:: Task requirements ::
a) Write out the Wolfgang Fischer biography from "Wolfgang Fischer (11" up to and including "to his wife.", word for word.
b) Continue the biography of Wolfgang Fischer, starting right after its last sentence.

:: Document passage ::
German general (1888–1943)

Wolfgang Fischer (11 December 1888 – 1 February 1943) was a German career military officer who served in the German army from 1910 until his death. As a Generalleutnant in the Wehrmacht of Nazi Germany during World War II, he was killed on 1 February 1943 west of Kairouan in Tunisia when his staff car drove into a small Italian minefield marked by barbed wire and hit a land mine. He lost his left arm and both of his legs in the blast. He bled to death while writing a farewell letter to his wife.

== Early life and World War I ==
Fischer was born in 1888 at Carolath in Silesia (today, Siedlisko in Poland). He began his military career in the Royal Prussian Army by joining the 154th (5th Lower Silesian) Infantry Regiment with the rank of Fahnenjunker on 18 March 1910. When World War I broke out, he was transferred to the 7th Landwehr Infantry Regiment as a platoon leader. He was later named adjutant of the 3rd Landwehr Division in late 1915. He held the same position with the 22nd Landwehr Infantry Brigade in the fall of 1917, serving on the western front. He remained in this post until the end of the war, attaining the rank of Hauptmann.

:: Record list ::

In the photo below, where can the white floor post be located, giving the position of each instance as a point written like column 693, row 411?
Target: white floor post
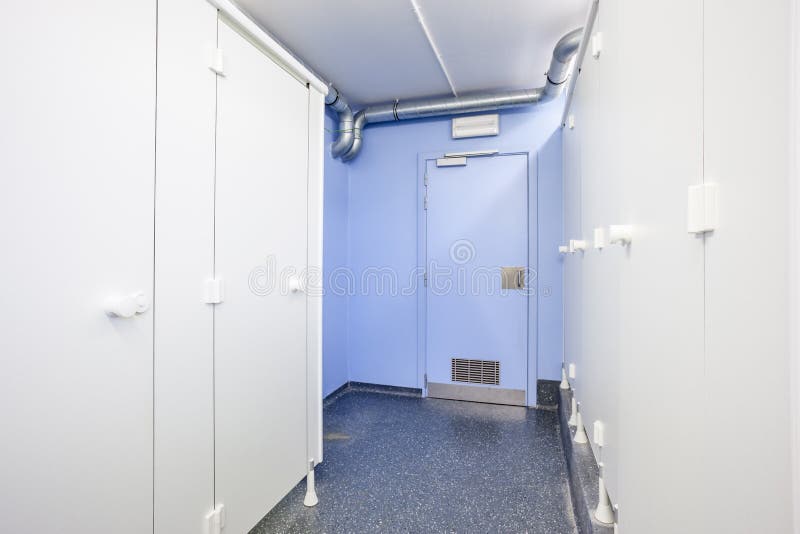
column 311, row 492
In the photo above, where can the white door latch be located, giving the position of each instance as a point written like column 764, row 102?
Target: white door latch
column 703, row 209
column 213, row 291
column 127, row 306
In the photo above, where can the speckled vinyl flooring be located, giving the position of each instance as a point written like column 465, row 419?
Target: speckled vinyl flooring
column 405, row 464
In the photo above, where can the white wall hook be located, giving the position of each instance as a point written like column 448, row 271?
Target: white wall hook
column 599, row 238
column 127, row 306
column 580, row 432
column 604, row 513
column 620, row 234
column 573, row 417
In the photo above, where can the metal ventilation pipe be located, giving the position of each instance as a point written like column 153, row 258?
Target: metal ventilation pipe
column 344, row 141
column 557, row 75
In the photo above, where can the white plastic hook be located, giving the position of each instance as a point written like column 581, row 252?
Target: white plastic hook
column 620, row 234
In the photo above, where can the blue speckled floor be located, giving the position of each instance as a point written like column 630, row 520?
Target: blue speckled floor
column 405, row 464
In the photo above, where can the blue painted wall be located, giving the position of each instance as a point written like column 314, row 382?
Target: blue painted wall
column 551, row 234
column 381, row 336
column 334, row 326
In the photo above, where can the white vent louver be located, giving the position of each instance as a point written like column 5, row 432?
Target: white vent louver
column 475, row 371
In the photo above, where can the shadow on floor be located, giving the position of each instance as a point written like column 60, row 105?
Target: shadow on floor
column 404, row 464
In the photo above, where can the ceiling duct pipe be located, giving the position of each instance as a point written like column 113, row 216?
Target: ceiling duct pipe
column 557, row 75
column 344, row 139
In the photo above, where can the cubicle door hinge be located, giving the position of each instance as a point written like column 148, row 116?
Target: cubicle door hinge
column 215, row 520
column 217, row 65
column 703, row 208
column 213, row 291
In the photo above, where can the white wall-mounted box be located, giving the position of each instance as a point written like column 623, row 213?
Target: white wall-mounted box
column 476, row 126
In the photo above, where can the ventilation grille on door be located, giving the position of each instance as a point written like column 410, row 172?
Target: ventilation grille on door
column 475, row 371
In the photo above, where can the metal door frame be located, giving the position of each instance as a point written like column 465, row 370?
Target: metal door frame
column 533, row 263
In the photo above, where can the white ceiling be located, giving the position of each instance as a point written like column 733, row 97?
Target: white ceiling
column 376, row 50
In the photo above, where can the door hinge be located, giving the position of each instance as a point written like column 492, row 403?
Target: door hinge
column 215, row 520
column 217, row 65
column 703, row 209
column 213, row 291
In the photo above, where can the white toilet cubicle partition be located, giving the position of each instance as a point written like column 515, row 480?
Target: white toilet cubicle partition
column 119, row 200
column 238, row 352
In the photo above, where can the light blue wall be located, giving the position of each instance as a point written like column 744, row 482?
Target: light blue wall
column 551, row 234
column 334, row 326
column 382, row 233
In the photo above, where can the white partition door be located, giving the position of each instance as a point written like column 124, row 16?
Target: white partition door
column 77, row 108
column 261, row 241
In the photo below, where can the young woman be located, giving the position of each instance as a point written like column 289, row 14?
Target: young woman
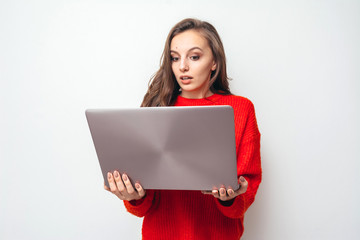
column 193, row 73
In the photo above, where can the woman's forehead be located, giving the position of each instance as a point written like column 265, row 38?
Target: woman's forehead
column 188, row 40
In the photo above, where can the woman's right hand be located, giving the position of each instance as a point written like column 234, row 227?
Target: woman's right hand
column 122, row 187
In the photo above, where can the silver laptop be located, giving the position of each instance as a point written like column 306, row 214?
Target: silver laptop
column 182, row 148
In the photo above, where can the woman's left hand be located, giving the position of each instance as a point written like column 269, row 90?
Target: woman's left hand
column 227, row 194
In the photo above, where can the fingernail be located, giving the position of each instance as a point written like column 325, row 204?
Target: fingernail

:: Expected results ::
a)
Wolfgang Fischer (11 December 1888 – 1 February 1943) was a German career military officer who served in the German army from 1910 until his death. As a Generalleutnant in the Wehrmacht of Nazi Germany during World War II, he was killed on 1 February 1943 west of Kairouan in Tunisia when his staff car drove into a small Italian minefield marked by barbed wire and hit a land mine. He lost his left arm and both of his legs in the blast. He bled to death while writing a farewell letter to his wife.

b)
== Interwar years ==
Fischer joined a battalion of Freikorps volunteers during the German Revolution of 1918–1919. He was accepted into the post-war Reichswehr in 1919, and was assigned to the 3rd (Prussian) Infantry Regiment at Deutsch Eylau (now Iława, Poland) from 1920 to 1929. Between 1929 and 1934, he was a company commander in the 6th Infantry Regiment at Lübeck. He advanced to a battalion commander in the 46th Infantry Regiment from October 1934 to September 1937, when he was attached to the staff of the 69th Infantry Regiment. As an Oberst, Fischer was made commander of the regiment on 4 February 1938 during the Blomberg–Fritsch affair.

== World War II ==
Fischer commanded the 69th Infantry Regiment until October 1939, and the 10th Rifle Brigade of the 10th Panzer Division from October 1939 to August 1941. He was promoted to Generalmajor on 1 August 1941, a day before he took command of the 10th Panzer Division, and to Generalleutnant on 1 November 1942.

Fischer was killed in action during the Tunisian campaign and was posthumously promoted to the rank of General der Panzertruppe.

== Awards and decorations ==

- Iron Cross (1914) 2nd class and 1st class
- Hanseatic Cross of Hamburg
- Friedrich-August-Kreuz 2nd and 1st class
- Military Merit Cross of Austria-Hungary, 3rd class with war decoration
- Honour Cross of the World War 1914/1918
- Wehrmacht Long Service Award 4th to 1st class
- Panzer Badge
- Eastern Front Medal
- Wound Badge (1939) in gold
- Clasp to the Iron Cross 2nd class (4 September 1939) and 1st class (17 September 1939)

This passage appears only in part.